Please rewrite the items from the start through the line containing "<point>329,99</point>", replacing "fur-trimmed hood" with "parka hood" and leaving everything else unchanged.

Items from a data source
══════
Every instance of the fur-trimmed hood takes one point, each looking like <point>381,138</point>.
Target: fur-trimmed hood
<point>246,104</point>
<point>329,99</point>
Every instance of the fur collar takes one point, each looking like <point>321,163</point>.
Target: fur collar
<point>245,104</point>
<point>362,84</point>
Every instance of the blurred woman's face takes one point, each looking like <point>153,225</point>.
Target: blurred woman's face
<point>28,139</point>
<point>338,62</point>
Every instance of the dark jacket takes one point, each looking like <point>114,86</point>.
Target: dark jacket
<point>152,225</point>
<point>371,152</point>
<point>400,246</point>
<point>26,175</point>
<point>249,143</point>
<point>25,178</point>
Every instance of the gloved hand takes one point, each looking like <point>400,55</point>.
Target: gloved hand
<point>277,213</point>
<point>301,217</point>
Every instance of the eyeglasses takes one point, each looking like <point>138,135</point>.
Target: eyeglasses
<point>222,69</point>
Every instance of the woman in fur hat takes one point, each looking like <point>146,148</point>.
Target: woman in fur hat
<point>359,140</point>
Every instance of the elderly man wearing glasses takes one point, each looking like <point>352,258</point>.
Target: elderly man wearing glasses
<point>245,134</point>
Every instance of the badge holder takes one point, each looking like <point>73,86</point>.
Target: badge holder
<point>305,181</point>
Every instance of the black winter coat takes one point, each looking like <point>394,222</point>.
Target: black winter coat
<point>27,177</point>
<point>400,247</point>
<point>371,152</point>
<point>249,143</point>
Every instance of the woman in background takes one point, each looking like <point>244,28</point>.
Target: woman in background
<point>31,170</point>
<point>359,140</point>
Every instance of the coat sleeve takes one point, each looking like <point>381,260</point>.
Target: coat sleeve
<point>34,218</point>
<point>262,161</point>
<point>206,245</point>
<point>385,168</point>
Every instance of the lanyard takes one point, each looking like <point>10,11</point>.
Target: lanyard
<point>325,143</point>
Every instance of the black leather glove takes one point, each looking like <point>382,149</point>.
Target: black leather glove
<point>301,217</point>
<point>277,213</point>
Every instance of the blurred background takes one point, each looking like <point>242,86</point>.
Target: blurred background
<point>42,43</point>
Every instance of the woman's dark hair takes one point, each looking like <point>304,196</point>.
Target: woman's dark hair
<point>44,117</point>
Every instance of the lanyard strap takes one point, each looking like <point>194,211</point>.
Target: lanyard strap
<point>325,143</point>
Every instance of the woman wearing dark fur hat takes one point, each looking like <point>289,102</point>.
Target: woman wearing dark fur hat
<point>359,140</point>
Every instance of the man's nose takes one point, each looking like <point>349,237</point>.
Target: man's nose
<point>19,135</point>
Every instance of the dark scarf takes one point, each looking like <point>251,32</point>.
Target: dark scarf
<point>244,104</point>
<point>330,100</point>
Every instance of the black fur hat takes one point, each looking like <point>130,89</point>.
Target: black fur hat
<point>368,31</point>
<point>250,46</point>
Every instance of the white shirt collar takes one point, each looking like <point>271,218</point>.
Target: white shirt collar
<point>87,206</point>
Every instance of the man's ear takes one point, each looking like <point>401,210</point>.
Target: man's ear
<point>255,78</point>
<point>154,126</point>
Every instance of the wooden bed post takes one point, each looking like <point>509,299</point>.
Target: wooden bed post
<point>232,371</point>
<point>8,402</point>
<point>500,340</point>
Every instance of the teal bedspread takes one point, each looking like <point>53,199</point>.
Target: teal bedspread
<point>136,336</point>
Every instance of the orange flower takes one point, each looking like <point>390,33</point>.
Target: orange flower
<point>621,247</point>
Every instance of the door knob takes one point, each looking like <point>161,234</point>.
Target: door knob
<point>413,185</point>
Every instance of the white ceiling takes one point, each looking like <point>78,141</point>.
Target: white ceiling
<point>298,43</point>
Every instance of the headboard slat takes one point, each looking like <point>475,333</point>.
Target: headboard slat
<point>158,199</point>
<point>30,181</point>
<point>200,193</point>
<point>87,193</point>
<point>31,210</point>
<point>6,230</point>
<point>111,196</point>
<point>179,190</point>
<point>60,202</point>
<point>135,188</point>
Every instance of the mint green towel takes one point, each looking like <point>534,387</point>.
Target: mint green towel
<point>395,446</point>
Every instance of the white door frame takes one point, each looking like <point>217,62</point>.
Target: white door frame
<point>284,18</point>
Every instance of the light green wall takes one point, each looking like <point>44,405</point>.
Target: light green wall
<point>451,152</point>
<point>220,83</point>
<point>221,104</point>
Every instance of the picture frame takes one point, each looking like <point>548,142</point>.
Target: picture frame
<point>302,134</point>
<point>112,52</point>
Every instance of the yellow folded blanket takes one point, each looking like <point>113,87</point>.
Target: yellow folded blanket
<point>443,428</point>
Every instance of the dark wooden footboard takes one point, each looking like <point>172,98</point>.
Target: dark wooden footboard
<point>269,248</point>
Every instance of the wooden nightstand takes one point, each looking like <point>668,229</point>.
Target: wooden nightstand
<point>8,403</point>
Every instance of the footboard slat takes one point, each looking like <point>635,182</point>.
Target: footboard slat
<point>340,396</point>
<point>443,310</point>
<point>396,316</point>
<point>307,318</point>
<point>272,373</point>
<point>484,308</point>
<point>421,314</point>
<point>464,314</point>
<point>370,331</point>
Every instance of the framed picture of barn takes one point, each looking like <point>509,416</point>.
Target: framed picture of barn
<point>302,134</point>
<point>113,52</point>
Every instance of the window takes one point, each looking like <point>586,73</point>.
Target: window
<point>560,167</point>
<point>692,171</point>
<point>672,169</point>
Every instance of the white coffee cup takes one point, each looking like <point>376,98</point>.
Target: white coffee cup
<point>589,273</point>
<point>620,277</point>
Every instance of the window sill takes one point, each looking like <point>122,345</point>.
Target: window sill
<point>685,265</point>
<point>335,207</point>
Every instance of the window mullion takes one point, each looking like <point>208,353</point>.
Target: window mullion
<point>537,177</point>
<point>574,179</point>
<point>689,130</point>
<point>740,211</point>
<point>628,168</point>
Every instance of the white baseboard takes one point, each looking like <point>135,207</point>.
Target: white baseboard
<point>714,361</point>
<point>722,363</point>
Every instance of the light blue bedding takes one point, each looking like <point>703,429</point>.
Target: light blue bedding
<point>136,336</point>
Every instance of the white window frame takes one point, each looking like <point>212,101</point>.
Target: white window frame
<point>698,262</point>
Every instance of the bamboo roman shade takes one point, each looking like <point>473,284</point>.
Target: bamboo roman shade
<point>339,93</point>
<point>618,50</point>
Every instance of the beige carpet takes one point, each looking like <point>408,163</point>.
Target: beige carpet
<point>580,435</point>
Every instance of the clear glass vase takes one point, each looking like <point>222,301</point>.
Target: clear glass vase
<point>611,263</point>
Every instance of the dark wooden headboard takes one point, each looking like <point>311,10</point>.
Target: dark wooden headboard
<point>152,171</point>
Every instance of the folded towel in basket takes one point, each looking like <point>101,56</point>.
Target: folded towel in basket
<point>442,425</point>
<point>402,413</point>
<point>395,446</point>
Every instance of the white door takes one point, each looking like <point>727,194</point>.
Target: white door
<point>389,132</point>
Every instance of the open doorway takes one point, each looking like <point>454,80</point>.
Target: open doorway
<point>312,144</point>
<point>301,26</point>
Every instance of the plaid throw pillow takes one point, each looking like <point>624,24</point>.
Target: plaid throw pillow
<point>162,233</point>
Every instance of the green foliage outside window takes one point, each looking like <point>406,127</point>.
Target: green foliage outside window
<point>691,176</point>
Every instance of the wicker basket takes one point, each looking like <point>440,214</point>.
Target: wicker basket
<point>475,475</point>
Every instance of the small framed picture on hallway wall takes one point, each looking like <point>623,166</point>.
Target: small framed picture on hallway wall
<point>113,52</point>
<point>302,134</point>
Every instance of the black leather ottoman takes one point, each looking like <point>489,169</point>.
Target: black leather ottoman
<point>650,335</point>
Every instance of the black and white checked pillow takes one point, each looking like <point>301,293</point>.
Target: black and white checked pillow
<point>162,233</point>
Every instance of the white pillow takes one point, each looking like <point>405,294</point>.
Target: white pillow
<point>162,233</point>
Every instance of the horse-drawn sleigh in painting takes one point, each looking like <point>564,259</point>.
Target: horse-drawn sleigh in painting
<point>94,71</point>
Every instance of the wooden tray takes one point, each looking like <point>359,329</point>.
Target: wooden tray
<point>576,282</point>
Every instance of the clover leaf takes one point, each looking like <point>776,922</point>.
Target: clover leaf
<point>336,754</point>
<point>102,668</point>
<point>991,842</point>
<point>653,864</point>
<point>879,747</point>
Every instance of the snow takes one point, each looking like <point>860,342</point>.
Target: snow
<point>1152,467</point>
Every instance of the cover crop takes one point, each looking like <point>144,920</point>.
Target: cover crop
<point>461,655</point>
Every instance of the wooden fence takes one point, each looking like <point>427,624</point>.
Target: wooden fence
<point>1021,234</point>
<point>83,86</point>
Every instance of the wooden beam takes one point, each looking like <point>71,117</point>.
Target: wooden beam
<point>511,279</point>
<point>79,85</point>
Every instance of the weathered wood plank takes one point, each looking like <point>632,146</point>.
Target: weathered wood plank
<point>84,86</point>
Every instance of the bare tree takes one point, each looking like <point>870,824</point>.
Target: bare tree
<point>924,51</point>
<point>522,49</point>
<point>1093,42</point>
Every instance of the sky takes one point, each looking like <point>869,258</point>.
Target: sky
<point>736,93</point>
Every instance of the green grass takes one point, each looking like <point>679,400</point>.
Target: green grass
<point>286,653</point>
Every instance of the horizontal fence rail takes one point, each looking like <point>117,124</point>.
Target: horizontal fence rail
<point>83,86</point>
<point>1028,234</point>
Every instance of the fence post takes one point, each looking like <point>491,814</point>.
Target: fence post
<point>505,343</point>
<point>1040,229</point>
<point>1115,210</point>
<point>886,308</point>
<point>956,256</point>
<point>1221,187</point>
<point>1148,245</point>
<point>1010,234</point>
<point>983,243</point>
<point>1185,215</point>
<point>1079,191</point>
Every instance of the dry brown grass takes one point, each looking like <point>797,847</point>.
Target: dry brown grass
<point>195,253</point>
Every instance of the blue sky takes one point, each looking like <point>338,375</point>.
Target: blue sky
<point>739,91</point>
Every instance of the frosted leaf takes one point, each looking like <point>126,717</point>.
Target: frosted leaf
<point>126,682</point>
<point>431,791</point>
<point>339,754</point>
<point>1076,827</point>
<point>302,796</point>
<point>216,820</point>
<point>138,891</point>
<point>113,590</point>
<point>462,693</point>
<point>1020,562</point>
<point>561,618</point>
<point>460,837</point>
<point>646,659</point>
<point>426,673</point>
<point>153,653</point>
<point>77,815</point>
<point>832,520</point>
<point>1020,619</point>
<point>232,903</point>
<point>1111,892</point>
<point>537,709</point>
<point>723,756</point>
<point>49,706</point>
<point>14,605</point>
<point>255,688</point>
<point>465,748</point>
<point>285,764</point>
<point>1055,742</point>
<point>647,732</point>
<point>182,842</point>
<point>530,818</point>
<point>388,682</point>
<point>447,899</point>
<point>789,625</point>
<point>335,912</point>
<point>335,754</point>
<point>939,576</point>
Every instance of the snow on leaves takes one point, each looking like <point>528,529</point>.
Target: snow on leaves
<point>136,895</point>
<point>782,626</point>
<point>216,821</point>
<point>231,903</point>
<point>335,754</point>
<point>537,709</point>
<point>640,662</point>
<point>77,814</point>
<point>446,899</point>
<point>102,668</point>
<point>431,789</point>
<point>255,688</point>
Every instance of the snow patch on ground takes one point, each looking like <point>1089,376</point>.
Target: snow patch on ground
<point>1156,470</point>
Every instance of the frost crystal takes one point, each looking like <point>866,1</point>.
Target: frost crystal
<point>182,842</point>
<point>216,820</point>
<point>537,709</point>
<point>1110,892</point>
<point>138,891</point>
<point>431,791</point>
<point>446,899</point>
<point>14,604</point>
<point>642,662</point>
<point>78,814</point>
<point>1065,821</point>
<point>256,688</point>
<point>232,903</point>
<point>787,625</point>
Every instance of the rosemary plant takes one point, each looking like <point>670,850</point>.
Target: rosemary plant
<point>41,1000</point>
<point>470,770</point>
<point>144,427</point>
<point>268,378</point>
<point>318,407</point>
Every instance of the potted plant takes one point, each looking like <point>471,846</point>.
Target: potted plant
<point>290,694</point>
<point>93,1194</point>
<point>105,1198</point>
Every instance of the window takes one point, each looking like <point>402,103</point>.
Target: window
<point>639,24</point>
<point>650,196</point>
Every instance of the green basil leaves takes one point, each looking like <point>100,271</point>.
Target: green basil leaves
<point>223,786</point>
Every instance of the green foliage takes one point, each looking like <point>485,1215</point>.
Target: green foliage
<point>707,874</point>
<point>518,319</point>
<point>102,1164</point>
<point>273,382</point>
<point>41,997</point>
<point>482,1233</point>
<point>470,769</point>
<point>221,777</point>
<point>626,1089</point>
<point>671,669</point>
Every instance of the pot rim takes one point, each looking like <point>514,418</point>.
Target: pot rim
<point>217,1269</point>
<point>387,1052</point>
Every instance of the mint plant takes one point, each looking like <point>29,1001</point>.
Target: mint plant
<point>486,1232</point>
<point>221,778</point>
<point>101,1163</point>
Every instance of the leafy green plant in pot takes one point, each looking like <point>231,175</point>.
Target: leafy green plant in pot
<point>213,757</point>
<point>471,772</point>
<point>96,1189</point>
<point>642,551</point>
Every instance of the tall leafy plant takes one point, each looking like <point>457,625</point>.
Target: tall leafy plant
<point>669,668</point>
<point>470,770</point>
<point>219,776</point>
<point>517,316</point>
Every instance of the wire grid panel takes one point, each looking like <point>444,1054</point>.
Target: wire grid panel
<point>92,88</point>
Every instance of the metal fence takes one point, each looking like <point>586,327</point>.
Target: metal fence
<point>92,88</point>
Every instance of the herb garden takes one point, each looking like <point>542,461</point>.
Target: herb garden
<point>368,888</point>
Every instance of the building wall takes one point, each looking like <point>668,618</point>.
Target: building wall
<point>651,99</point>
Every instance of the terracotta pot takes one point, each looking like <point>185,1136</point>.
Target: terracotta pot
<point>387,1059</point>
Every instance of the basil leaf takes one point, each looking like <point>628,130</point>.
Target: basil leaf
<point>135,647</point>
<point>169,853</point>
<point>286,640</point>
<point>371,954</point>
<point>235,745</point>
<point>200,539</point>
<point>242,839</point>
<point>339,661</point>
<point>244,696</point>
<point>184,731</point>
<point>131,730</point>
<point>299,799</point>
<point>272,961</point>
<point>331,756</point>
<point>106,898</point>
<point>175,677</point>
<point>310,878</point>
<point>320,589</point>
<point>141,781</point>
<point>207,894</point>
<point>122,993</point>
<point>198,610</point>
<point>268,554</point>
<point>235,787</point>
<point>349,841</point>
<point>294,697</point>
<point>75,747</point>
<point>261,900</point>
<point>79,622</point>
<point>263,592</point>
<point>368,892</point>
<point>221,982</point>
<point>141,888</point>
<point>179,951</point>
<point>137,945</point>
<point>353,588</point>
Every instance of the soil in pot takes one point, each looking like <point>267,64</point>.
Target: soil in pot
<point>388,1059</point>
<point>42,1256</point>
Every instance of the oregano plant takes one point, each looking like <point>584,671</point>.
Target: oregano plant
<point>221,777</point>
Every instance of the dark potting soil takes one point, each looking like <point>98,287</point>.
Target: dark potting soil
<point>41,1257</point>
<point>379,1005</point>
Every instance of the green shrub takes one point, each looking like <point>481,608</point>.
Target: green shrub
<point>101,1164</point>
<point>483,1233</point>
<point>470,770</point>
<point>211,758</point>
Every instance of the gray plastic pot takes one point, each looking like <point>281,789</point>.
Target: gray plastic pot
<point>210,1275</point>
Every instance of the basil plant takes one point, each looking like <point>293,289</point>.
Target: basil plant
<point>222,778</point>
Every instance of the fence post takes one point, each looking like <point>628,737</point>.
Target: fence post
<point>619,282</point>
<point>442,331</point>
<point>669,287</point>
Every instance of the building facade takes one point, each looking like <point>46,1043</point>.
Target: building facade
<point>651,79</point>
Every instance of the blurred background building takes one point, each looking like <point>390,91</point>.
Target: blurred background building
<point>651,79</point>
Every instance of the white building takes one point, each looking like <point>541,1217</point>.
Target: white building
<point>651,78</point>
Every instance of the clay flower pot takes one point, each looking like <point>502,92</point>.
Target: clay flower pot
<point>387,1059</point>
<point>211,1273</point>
══════
WRITTEN SOLUTION
Every instance of the parka hood takes one point, each looking like <point>381,138</point>.
Target: parka hood
<point>246,104</point>
<point>329,99</point>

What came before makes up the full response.